(Records from a collection)
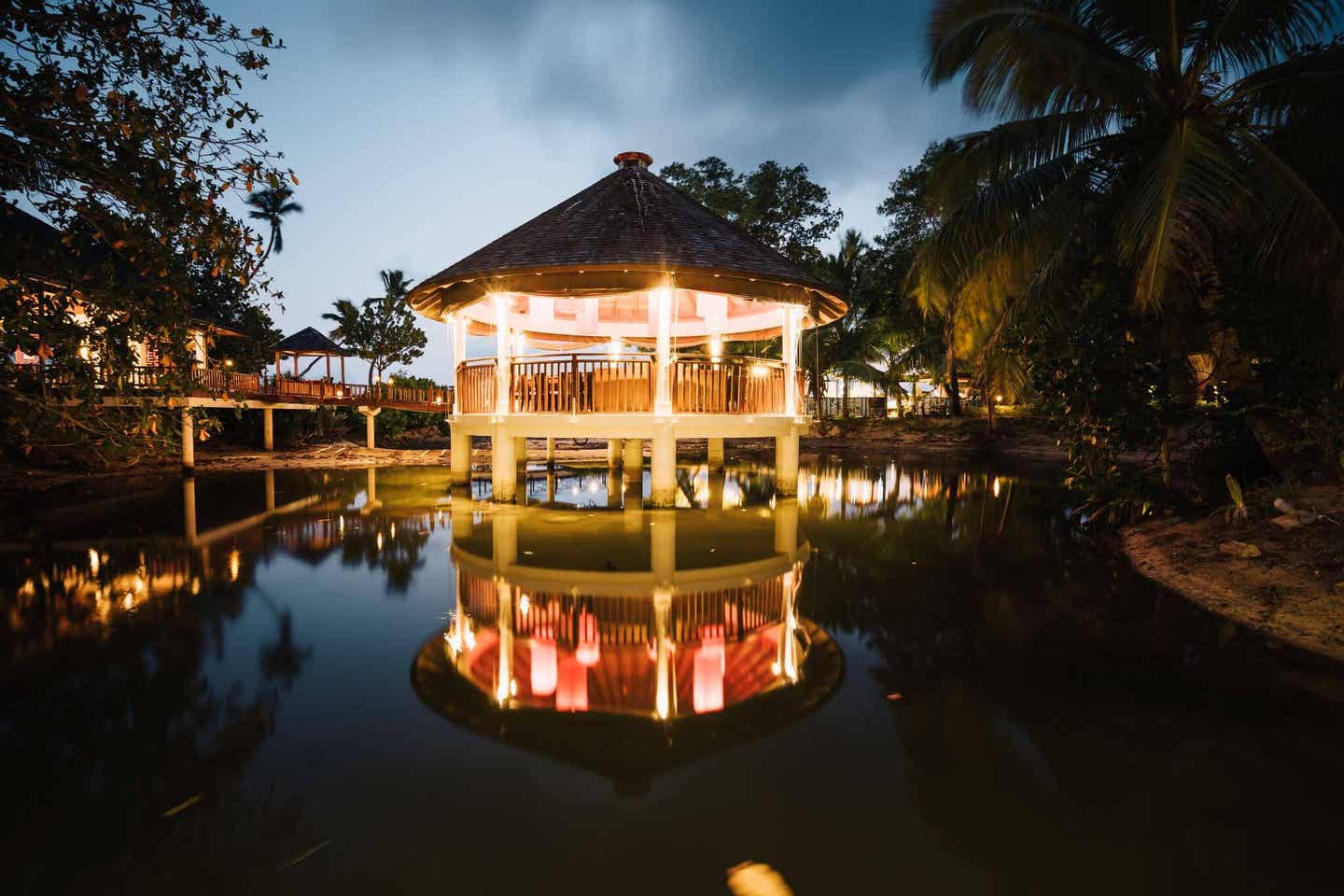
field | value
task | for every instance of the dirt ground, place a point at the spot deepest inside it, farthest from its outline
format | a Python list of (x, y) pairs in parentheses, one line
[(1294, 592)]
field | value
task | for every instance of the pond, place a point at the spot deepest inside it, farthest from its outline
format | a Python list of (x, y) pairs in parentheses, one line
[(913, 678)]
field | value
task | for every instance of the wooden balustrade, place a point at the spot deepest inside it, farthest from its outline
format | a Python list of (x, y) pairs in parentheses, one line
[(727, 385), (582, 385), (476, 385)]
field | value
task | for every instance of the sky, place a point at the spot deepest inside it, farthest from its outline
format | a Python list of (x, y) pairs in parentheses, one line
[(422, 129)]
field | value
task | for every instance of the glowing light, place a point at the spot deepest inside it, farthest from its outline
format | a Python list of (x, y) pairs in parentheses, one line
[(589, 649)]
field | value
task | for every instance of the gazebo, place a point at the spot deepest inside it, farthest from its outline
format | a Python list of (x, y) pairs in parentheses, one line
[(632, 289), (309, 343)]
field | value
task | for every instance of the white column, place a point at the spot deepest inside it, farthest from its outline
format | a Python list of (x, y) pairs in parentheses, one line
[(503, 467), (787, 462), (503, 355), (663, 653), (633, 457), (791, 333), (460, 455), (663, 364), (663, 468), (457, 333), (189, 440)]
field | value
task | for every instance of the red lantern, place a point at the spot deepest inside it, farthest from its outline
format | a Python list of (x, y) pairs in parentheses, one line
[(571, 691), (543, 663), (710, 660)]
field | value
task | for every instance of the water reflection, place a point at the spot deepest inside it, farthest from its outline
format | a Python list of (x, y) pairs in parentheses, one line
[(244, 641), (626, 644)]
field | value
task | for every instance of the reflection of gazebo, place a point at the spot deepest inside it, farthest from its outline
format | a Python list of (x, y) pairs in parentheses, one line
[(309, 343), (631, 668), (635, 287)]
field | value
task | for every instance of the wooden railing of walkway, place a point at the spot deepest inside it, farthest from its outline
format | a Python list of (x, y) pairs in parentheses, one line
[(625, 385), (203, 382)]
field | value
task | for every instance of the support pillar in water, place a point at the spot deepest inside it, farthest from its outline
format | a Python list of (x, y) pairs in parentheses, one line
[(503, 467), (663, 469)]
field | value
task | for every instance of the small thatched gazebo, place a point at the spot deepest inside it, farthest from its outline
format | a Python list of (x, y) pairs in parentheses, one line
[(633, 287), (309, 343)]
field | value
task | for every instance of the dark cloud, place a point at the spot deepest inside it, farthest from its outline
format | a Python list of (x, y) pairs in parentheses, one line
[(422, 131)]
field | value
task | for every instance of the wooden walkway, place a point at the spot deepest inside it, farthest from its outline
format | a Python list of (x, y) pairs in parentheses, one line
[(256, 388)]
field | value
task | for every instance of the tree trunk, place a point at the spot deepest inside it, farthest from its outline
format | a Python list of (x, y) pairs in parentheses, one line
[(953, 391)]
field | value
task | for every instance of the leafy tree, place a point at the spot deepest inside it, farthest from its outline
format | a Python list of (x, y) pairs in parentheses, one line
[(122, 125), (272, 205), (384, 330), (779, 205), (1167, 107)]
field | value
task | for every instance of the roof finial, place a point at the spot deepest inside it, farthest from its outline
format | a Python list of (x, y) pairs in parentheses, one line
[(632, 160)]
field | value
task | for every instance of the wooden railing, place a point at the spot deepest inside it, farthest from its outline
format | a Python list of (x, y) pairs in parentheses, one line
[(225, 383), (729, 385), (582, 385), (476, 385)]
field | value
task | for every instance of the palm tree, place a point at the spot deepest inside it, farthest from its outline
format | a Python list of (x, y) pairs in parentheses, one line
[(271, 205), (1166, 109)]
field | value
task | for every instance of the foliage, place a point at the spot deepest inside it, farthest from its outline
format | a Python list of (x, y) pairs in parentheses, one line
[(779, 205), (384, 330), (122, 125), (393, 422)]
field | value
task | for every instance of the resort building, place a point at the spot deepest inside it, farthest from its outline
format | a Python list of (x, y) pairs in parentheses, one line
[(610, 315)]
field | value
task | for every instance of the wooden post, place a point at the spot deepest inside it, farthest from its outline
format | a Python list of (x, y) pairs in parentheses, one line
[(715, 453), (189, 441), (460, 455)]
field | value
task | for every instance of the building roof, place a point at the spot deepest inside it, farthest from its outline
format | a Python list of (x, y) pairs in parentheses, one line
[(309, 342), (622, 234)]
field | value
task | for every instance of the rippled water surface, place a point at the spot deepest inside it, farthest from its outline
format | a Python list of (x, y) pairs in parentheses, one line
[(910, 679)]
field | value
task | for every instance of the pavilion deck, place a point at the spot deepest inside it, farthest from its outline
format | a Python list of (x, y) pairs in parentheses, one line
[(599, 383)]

__Task requirements__
In the copy, no pictures should appear; the records themselves must be repeated exactly.

__Your solution__
field | value
task | for every instance of the dirt ground, place a point at the spot deepest inside it, farthest from its outline
format | a Python list of (x, y) pairs in parentheses, one line
[(1294, 592)]
field | value
task | for every instance of the pond, place a point at the spot deepest inside it, farthest from its outline
format | a Python list of (x, y) pairs in parentheses, one line
[(913, 678)]
field | value
task | for every instance of the wooden balustrade, place a point at the spot deepest inside it, farthest from its outline
format | a Python list of (x, y) pairs in parentheses, one line
[(727, 385), (582, 385), (476, 385)]
field | value
task | for every instance of the sky, place a point at the spot deepest inside it, farthest from its outline
format | a Python list of (x, y) pairs in parentheses, one line
[(422, 129)]
field | value
task | for every instance of the glowing light, place a point at the spot deepest inside it, farthest from its outline
format | a Python list of (x, y) pairs in parentheses, one line
[(589, 649)]
field | value
task | for every instance of the gazebo, place a point at the spot deepest inside it, farthest from its outline
format | a Python list of (x, y) pairs in parentheses, one line
[(632, 289), (309, 343)]
field | value
task | for every instance of the white column, place a point at the spot deepest inside it, farthest from its outline
format | a Python list of (x, y) pairs in parentheses, one line
[(503, 467), (787, 462), (503, 355), (663, 653), (633, 457), (791, 333), (460, 455), (663, 364), (663, 468), (457, 333), (189, 440)]
field | value
task | for every instance of the red lantern, place a point at the spot deepest inside it, farthest from its outline
format | a Python list of (x, y) pairs in parentheses, one line
[(571, 691), (543, 663), (710, 660)]
field | value
task | for every instance of the water reflection, place a point at the spot deepest inside it, farthest from its outline
format | a Python list of (x, y) pairs in parentheses, one line
[(244, 641), (626, 644)]
field | value
task | for every instance of the reflection of gazebo, place a point at the spot deepest inside it, farthest from its outline
format | a Python list of (x, y) pairs in parentheses, one line
[(309, 343), (631, 668), (635, 287)]
field | value
task | for every instance of the wooden railing of walkway, place a point at the spot deepest inside it, farthest from its outline
format | a Python list of (x, y) pairs in parentheses, one line
[(625, 385), (203, 382)]
field | value
task | for every instance of the support pillar in water, place a point at the spot deepest inside it, farthest from its outline
format | a Python list of (x, y) pairs in parentheses, one line
[(503, 467), (663, 469)]
field | value
task | for every instance of the small thatched gazebo, place a point at the spot deepest inside it, farthest from its outline
format | a Python list of (x, y) pairs in parentheses, one line
[(633, 287), (309, 343)]
field | value
task | for every instance of the dark cloud, place a point at the spot deepest inside it, farthest from its outline
format | a Python list of (x, y) pairs in parentheses, one line
[(422, 131)]
field | value
task | for every instance of the wooden walkway, place a point at the spot deepest inside it, farthest from its outline
format | a Python list of (x, y) pairs in parentheses, one line
[(256, 388)]
field | value
task | for every instance of the tree trunk, place a point at the spot deepest inside it, farthest from its outline
format | a Python list of (x, y) pairs in parentheses, one line
[(953, 391)]
field | value
task | for every instance of the leafy tree, place a point at the spot deepest inside it, farthest from its outline
format | a Python list of (x, y) pairs in parentheses, one line
[(122, 125), (272, 205), (384, 330), (779, 205), (1167, 107)]
field | value
task | for every instance of the roof finial, place a point at the spot deepest inside it, farthest from its outline
format | a Python list of (x, y) pairs in parentheses, one line
[(632, 160)]
field | value
task | for every instance of the wooden railing, place a point at the spot deepest inside it, farthest from its outline
format | a Python list of (x, y) pairs in parentheses, one line
[(225, 383), (729, 385), (582, 385), (476, 385)]
field | value
task | for every instance of the palm tree, place a point at the spot deepest inside it, farthest from its outline
format | a Python list of (x, y) pairs in parentheses, one line
[(271, 205), (1166, 109)]
field | value
task | for every instance of the foliage, place a point at the spot deepest inside it, farthest from its outline
format | a Python list of (x, y) pairs in parentheses, one line
[(779, 205), (384, 330), (122, 125), (393, 422)]
field | value
task | for every instance of the resort building, place a point at the spot deepest inside it, farthest from its outline
format | a Python list of (x, y) pairs in parentheses, one line
[(610, 315)]
field | value
task | for every instance of the wooden post, place a point at the spot deepest inside it, farthest from its outline
format | a Python list of (x, y) pairs in parentheses, one line
[(715, 453), (189, 441), (460, 455)]
field | value
task | for every instance of the building roof, place a point at the spot deepest inside it, farthest from its outline
format | a Python list of (x, y) pairs in parentheses, one line
[(309, 342), (622, 234)]
field | value
task | for every instance of the rippled water surface, place a point at the spot deepest inside it, farthest from its outline
format | a Python list of (x, y) pairs in parentheses, one line
[(910, 679)]
field | value
task | for every instance of the pavilion deck, place a point at the spot deepest inside it, farthest from its outline
format | a Python list of (x, y) pairs in parentheses, one line
[(599, 383)]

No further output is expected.